**Artikel**
━━━━━━
Het Namenmonument moet indruk maken door „de overdonderende massaliteit” van de namen, zei het comité. Uit vier locaties werd het Wertheimpark gekozen. Buurtbewoners protesteerden met succes: ze vonden het monument te massief voor het park. Het duurde twee jaar voordat een nieuwe locatie werd gekozen: een groenstrook langs de Weesperstraat, in de buurt waar vroeger veel Joden woonden. Daar stond het Monument van Joodse Erkentelijkheid. Het was in 1950 op het Weesperplein onthuld, in 1968 naar de Weesperstraat verplaatst vanwege de aanleg van de metro en ging nu weer terug naar het Weesperplein. Het is typisch een product van de wederopbouwtijd, met nadruk op de overlevenden in plaats van op de slachtoffers.
Die laatsten worden in herinnering gebracht op het nieuwe namenmonument. Het is een ontwerp van de Amerikaanse architect Daniel Libeskind, die een jaar na de bevrijding uit Pools-Joodse ouders werd geboren. Het monument bestaat uit muren met daarop vier Hebreeuwse letters van spiegelend roestvrij staal die samen de tekst ”In herinnering aan” vormen. De muren, 200 meter lang en twee meter hoog, zijn opgebouwd uit ruim 104.000 stenen. Daarin heeft een robot in Gorinchem 102.000 namen gelaserd: de Nederlandse slachtoffers van de Shoah (Holocaust), in alfabetische volgorde, met naam, geboortedatum en de leeftijd bij overlijden. Dat vroeg om een goede planning en controle: de alfabetische volgorde begint bovenaan, terwijl de opbouw van de muren onderaan begon. Uit respect werden de stenen in kleine hoeveelheden aangeleverd, zodat er geen pallets vol stenen op de bouwplaats stonden. De stenen zijn niet gemetseld, maar verlijmd. Om het hele proces te testen, werd eerst een proefmuur gemaakt.
Rechtszaken
De stenen zijn gebakken door de Nijmeegse fabriek Rodruza. Gratis. Het zijn straatklinkers, omdat die geen water doorlaten. Ruim 25.000 stenen worden op voorraad gehouden, voor het geval later blijkt dat er iets onjuist is vermeld of als er nieuwe namen worden ontdekt.
Het kabinet kwam met 2,3 miljoen euro over de brug en voegde daar later –vanwege tegenvallende kosten– nog 6 miljoen aan toe. De gemeente Amsterdam stak 3 miljoen in het project en draagt ook zorg voor beheer en onderhoud.
━━━━━━
**Te maken opgaven**
1 - Noem alle geldbedragen die het artikel over het Namenmonument vermeldt, telkens met wie het bedrag bijdroeg.
2 - Geef het vervolg van het artikel over het Namenmonument, aansluitend op de laatste zin.
━━━━━━
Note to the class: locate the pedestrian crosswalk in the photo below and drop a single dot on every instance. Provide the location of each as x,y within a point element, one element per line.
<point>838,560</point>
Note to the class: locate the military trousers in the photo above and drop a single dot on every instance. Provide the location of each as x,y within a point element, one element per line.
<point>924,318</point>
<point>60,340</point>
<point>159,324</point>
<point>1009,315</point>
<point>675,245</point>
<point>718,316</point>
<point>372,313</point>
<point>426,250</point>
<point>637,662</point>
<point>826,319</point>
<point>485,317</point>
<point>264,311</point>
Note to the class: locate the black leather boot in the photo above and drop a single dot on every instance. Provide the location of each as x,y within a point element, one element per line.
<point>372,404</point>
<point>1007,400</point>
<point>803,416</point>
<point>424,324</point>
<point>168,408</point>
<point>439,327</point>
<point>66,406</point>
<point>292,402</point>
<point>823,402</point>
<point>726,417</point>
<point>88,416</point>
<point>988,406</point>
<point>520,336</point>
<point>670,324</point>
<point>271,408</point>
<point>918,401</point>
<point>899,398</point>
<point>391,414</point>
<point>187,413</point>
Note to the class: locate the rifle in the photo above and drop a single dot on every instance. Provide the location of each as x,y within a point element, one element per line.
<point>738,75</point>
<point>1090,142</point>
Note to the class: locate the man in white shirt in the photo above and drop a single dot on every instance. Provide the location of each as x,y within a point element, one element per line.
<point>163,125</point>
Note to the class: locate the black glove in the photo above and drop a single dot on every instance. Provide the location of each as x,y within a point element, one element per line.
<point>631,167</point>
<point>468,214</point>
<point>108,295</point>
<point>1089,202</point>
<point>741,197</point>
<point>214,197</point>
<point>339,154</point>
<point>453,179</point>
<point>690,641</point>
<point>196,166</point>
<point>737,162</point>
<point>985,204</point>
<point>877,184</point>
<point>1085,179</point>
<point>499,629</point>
━━━━━━
**Antwoorden per opgave**
1 -
- 2,3 miljoen euro van het kabinet
- Later nog 6 miljoen euro van het kabinet, vanwege tegenvallende kosten
- 3 miljoen euro van de gemeente Amsterdam

2 -
Rond het monument komen volwassen bomen te staan. Dat ondervangt een van de bezwaren van omwonenden, die protesteerden tegen het enorme monument. In 2018 sprak het stadsbestuur uit dat de bouw mocht doorgaan. De tegenstanders gingen in hoger beroep en wisten bij de rechtbank te bedingen dat het kappen van 24 bomen werd uitgesteld. Toen de voorbereidingen later toch begonnen, probeerden de omwonenden die door een bouwstop stil te leggen, maar de rechter wees dat af.
Burgemeester Halsema sloeg op 19 juni vorig jaar de eerste paal en op 23 september legde Jacqueline van Maarsen –klasgenote en vriendin van Anne Frank– de eerste steen. Vijf weken later verwierp de Raad van State de ingediende bezwaren definitief.
Mededaders
Kritiek klonk er ook op de namenselectie: waarom zijn alleen mensen zijn vermeld die geen graf kregen? In de database zijn ook tientallen fouten aangewezen.
Een ander pijnpunt: „Op het monument komen namen te staan van omgekomenen die begonnen als slachtoffers maar werden tot mededaders”, schreef rabbijn Lody B. van de Kamp in het RD. „Het oprichten van dit namenmonument leidt onverbiddelijk tot een historisch ontoelaatbare vervaging tussen slachtoffers en daders. En dat is zeker voor een monument dat slachtoffers moet gaan eren een grove schending van respect. Als nabestaande van in die kampen omgebrachte grootouders en talloze andere naaste familieleden kan ik niet anders dan mij verzetten tegen dit bouwwerk.”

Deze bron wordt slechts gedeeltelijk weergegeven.